[Dataset records]

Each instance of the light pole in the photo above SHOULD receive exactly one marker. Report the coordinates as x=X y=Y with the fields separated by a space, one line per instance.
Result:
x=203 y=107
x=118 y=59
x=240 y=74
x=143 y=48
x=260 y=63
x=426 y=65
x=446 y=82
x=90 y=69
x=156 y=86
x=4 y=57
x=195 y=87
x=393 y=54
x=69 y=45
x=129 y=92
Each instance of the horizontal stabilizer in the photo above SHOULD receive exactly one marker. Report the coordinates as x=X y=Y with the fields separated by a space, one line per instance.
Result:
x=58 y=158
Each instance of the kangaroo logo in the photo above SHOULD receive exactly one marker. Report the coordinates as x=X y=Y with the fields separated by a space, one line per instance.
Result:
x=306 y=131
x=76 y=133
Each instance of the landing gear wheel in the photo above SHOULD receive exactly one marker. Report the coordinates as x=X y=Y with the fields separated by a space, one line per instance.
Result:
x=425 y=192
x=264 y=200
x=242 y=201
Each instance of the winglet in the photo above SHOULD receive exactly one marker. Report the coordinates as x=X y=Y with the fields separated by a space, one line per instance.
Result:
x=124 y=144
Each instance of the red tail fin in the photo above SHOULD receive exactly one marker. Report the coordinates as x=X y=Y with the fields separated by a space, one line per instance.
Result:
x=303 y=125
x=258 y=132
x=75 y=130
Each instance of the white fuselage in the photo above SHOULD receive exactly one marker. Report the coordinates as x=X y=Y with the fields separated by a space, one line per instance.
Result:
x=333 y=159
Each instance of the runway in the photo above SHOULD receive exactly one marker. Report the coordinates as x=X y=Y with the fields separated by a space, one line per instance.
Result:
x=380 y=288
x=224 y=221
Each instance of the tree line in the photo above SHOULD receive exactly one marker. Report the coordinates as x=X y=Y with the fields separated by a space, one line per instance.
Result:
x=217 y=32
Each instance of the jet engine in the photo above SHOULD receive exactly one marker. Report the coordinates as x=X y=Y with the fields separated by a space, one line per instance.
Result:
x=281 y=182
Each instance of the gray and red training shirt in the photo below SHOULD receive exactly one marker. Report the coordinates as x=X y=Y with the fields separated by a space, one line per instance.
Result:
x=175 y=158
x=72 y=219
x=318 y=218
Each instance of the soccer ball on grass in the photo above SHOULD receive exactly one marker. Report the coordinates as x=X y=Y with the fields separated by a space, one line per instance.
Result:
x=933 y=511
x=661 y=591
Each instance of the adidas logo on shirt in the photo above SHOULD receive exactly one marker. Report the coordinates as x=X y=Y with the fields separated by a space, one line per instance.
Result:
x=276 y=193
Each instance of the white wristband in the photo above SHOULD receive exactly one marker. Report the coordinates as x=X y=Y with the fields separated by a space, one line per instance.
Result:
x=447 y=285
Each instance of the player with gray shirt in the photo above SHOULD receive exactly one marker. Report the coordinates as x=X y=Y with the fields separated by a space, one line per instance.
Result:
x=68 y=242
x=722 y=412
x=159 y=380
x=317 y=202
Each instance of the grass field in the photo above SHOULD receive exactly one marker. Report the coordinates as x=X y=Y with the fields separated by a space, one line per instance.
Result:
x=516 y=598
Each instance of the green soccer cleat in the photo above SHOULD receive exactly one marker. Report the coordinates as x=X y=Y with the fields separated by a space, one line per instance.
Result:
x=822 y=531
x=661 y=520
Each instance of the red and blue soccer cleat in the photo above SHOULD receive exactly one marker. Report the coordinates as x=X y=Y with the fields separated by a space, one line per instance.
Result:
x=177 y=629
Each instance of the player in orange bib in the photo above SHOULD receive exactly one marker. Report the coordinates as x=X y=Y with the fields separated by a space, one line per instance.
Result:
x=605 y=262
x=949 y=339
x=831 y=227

Your task => Each line must be given again exactly as written above.

Answer to the task =>
Each instance of the light pole in the photo above SHOULD receive exactly one marker. Report the coordinates as x=X y=Y with the fields separated by a space, one line per instance.
Result:
x=203 y=107
x=118 y=59
x=240 y=74
x=143 y=48
x=260 y=63
x=426 y=65
x=446 y=82
x=90 y=69
x=156 y=86
x=4 y=57
x=195 y=87
x=393 y=54
x=69 y=45
x=129 y=92
Each instance of the horizontal stabilizer in the photo above SHOULD receive exactly one marker. Report the coordinates as x=X y=Y with the fields separated by a space, one line per instance.
Result:
x=58 y=158
Each instance of the kangaroo logo in the photo above SHOULD receive exactly one marker. Report the coordinates as x=X y=Y with the fields separated by a space, one line per instance.
Result:
x=306 y=131
x=76 y=133
Each instance of the landing gear wheel in the photo above SHOULD receive exactly one marker. Report the coordinates as x=X y=Y with the fields separated by a space, one line per instance.
Result:
x=425 y=192
x=264 y=200
x=242 y=201
Each instance of the winglet in the photo above SHOULD receive exactly one marker. Report the coordinates as x=X y=Y with the fields separated by a space, one line per instance.
Result:
x=124 y=144
Each instance of the red tail fin in the photo above SHOULD receive exactly one marker. Report the coordinates as x=X y=Y with the fields separated by a space, one line per instance.
Result:
x=303 y=125
x=258 y=132
x=75 y=130
Each instance of the white fuselage in the photo above SHOULD receive exactly one marker. Report the coordinates as x=X y=Y with the fields separated by a space, one line per instance.
Result:
x=333 y=159
Each instance of the runway in the photo above SHOULD receive exactly one marker. Report the coordinates as x=X y=Y with the fields separated by a space, one line per instance.
Result:
x=380 y=288
x=224 y=221
Each instance of the tree line in the photo above SHOULD receive exactly one marker. Report the coordinates as x=X y=Y with the fields separated by a space, one line per instance.
Result:
x=217 y=32
Each instance of the jet engine in the photo above SHOULD receive exactly one marker. Report the coordinates as x=X y=Y with the fields separated by a space, one line per instance.
Result:
x=281 y=182
Each instance of the gray and red training shirt in the photo below SHOULD receive exactly one marker. Report the coordinates as x=X y=Y with the fields separated by a space, one line per instance.
Result:
x=175 y=158
x=72 y=219
x=318 y=218
Each instance of the soccer ball on grass in the photo above SHOULD receive exactly one marker. Report the coordinates as x=X y=Y with the fields separated by a space, one line per instance.
Result:
x=933 y=511
x=661 y=591
Each instance of the adidas logo on shirt in the photo above SHOULD receive exactly one marker. Report the coordinates as x=X y=Y with the fields separated by a space, one line per instance.
Result:
x=276 y=193
Each instance of the white wristband in the photo above SHOULD receive exactly one marker. Report the coordinates as x=X y=Y with the fields separated by a space, one line per instance.
Result:
x=447 y=285
Each instance of the player with gray shirt in the photo above SHOULD receive exactly one marker. Report the coordinates as x=X y=Y with the fields separated by a space, one line per instance.
Result:
x=68 y=242
x=722 y=412
x=159 y=380
x=317 y=202
Each instance of the grass field in the photo above SHOULD receive exactly one marker. Report the coordinates as x=X y=Y with the fields separated by a space, one line per instance.
Result:
x=516 y=598
Each instance of the green soccer cleat in the photo above SHOULD receive exactly one marker. Report the coordinates as x=X y=Y with the fields separated by a space, one line per instance.
Result:
x=822 y=531
x=661 y=520
Each instance of the red and blue soccer cleat in the photo above SHOULD receive exactly one marker. Report the coordinates as x=X y=Y with the fields separated by a space, one line per instance.
Result:
x=177 y=629
Each instance of the player in orange bib in the photo above SHOULD receive exactly one marker. Report the coordinates as x=X y=Y with the fields separated by a space, one line per instance.
Result:
x=605 y=262
x=949 y=339
x=831 y=227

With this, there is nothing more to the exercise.